## Data extracted from a collection
..........

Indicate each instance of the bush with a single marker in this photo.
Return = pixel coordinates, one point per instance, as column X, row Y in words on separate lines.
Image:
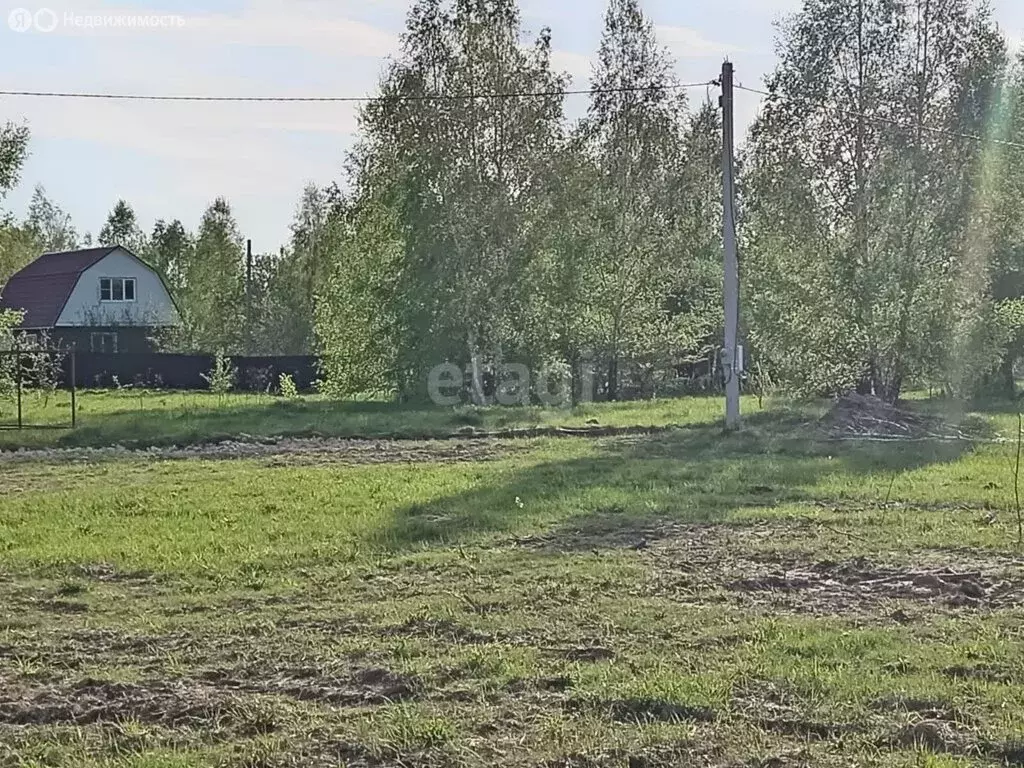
column 288, row 388
column 222, row 376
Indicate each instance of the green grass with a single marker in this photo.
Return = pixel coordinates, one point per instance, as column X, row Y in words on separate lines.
column 143, row 418
column 579, row 603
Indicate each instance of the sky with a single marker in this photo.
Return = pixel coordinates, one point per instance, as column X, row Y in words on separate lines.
column 170, row 160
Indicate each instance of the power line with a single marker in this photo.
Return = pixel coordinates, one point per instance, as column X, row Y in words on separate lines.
column 360, row 99
column 904, row 126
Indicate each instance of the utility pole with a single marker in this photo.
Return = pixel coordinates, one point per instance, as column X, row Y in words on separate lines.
column 730, row 353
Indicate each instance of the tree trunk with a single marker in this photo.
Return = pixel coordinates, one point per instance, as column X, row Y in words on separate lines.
column 1008, row 382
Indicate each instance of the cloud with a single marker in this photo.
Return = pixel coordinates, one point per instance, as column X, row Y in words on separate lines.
column 577, row 66
column 689, row 43
column 312, row 26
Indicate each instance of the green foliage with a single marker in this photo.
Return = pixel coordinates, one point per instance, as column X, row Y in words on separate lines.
column 288, row 389
column 865, row 233
column 122, row 229
column 492, row 233
column 212, row 297
column 222, row 376
column 8, row 322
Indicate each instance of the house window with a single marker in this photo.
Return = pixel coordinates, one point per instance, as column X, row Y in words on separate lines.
column 117, row 289
column 105, row 343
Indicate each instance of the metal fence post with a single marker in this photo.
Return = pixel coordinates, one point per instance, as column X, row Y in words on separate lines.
column 74, row 388
column 17, row 382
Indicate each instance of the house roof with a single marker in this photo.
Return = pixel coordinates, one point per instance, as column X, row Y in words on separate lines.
column 42, row 289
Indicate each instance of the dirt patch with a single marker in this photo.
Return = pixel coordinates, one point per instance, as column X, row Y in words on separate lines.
column 591, row 654
column 291, row 452
column 984, row 674
column 644, row 711
column 859, row 581
column 936, row 735
column 806, row 729
column 442, row 629
column 926, row 709
column 859, row 416
column 89, row 700
column 359, row 687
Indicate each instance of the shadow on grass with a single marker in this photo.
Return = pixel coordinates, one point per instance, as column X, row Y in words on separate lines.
column 207, row 422
column 697, row 474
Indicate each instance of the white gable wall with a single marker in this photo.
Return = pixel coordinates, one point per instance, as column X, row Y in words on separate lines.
column 153, row 305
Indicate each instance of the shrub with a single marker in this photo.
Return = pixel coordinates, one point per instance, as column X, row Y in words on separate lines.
column 288, row 388
column 222, row 376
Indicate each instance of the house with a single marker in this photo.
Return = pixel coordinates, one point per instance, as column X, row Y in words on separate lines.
column 97, row 299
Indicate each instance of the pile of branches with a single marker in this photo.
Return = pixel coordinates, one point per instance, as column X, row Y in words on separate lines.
column 866, row 417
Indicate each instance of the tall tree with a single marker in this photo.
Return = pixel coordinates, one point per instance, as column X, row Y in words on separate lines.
column 213, row 284
column 51, row 227
column 635, row 129
column 169, row 250
column 122, row 229
column 16, row 248
column 463, row 176
column 858, row 177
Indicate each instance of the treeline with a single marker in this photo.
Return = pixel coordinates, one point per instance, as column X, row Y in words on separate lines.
column 881, row 227
column 226, row 306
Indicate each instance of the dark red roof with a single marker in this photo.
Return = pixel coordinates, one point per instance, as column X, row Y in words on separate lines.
column 42, row 289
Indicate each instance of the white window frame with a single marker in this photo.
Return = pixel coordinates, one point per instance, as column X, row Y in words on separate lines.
column 123, row 282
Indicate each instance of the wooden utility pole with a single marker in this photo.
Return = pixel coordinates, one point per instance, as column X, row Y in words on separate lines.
column 730, row 353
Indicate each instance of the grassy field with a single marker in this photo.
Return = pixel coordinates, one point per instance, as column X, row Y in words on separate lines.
column 683, row 598
column 144, row 418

..........

## WRITTEN PROBLEM
Rewrite every row above, replacing "single marker" with "single point" and leaving all other wording unchanged. Omit the pictures from the result.

## WRITTEN ANSWER
Indicate each instance of the bush with a single point in this photo.
Return = pixel coordinates, one point per instance, as column X, row Y in words on separate lines.
Image:
column 288, row 388
column 222, row 376
Indicate each instance of the green grass with a single point in this photo.
Return = pixel coordinates, one point per instance, as column X, row Y in words on separate lines.
column 143, row 418
column 579, row 603
Indicate each instance of the sky with a single point in this photo.
Return = pixel coordinates, one point per instance, as column X, row Y in words on separate lines.
column 170, row 160
Indicate each instance of the power line with a single point in this photo.
Return = pixel coordinates, one point per instance, as column X, row Y in words on separate lines.
column 360, row 99
column 904, row 126
Indicate each instance of the utility pole with a single point in this photo.
Return = pixel coordinates, one point per instance, as column X, row Y in words on separate lines.
column 730, row 353
Indicate each instance of the tree trunk with a single point in this photo.
Return = pixel coordinates, one point per instance, as column X, row Y in words on separate lines.
column 1008, row 382
Indicate each instance of the cloud with a single point in this photo.
Return = pixel coordinates, one point per instance, as column X, row Y in words on separate lines.
column 577, row 66
column 689, row 43
column 312, row 26
Indicate each instance of the green foliage with a single point in this photo.
Return = pixel coordinates, one point per instance, as column X, row Y in words on separate lines.
column 288, row 389
column 865, row 233
column 122, row 229
column 492, row 233
column 212, row 297
column 222, row 376
column 8, row 322
Indicate each instance of the house window with a single point in this photo.
Return = pixel coordinates, one point per instance, as column X, row Y in words on separate lines.
column 117, row 289
column 105, row 343
Indicate each instance of the metal fence post with a single point in this photo.
Return = pixel coordinates, one point per instance, as column X, row Y in words on separate lines.
column 74, row 388
column 17, row 382
Indicate each instance of the house roof with a single point in this photo.
Return = pixel coordinates, one point per instance, as column X, row Y in words on separate lines.
column 42, row 289
Indicate each instance of the dirt patch with a single point in this photo.
Return = pixel coordinates, one point per instance, as column X, row Y in words on separate lines.
column 591, row 654
column 291, row 452
column 984, row 674
column 644, row 711
column 859, row 581
column 936, row 735
column 806, row 729
column 442, row 629
column 926, row 709
column 859, row 416
column 89, row 700
column 359, row 687
Indicate each instance of the shadow on grass with a single point in this photo.
Return = pixel coordinates, one point per instance, as column X, row Y in words on separate lines.
column 207, row 422
column 697, row 474
Indicate each instance of the white gable wall with a single point in this photo.
Return = pixel coordinates, one point per instance, as column X, row Y in words on separate lines.
column 153, row 305
Indicate each instance of the shrub with a single point in this photo.
Return = pixel coordinates, one point per instance, as column X, row Y in words on separate lines.
column 288, row 388
column 222, row 376
Indicate each instance of the house with a single point in this photo.
Return = pixel coordinates, one point per instance, as column X, row Y in words on separate lines.
column 97, row 299
Indicate each instance of the pile of branches with a single point in this photo.
Return = pixel coordinates, one point per instance, as column X, row Y in words on separate lines.
column 866, row 417
Indicate each instance of the tall tree with a single point in this photo.
Return = pixel coordinates, one point per instance, as column X, row Y in words on separate lines.
column 213, row 284
column 51, row 227
column 635, row 129
column 169, row 250
column 122, row 229
column 16, row 248
column 463, row 176
column 858, row 177
Indicate each instance of the treeline with a single point in this photo.
Return = pixel coordinates, one point per instance, as column X, row Y in words on separate lines.
column 881, row 227
column 226, row 306
Indicate each instance of the dark red roof with a single point in this photo.
Return = pixel coordinates, one point per instance, as column X, row Y in words on separate lines.
column 42, row 289
Indicate each instance of the white window frame with a single point in this photo.
Return = pixel coordinates, one point per instance, as column X, row Y in words on separate lines.
column 123, row 282
Indicate each instance of the wooden utility pole with a single point in this photo.
Return = pixel coordinates, one point per instance, as column X, row Y in words on separate lines.
column 730, row 353
Indicate each instance of the grassy field with a single point in this photo.
Return = pixel coordinates, one point per instance, as column X, row Y in words on separate lines.
column 683, row 598
column 144, row 418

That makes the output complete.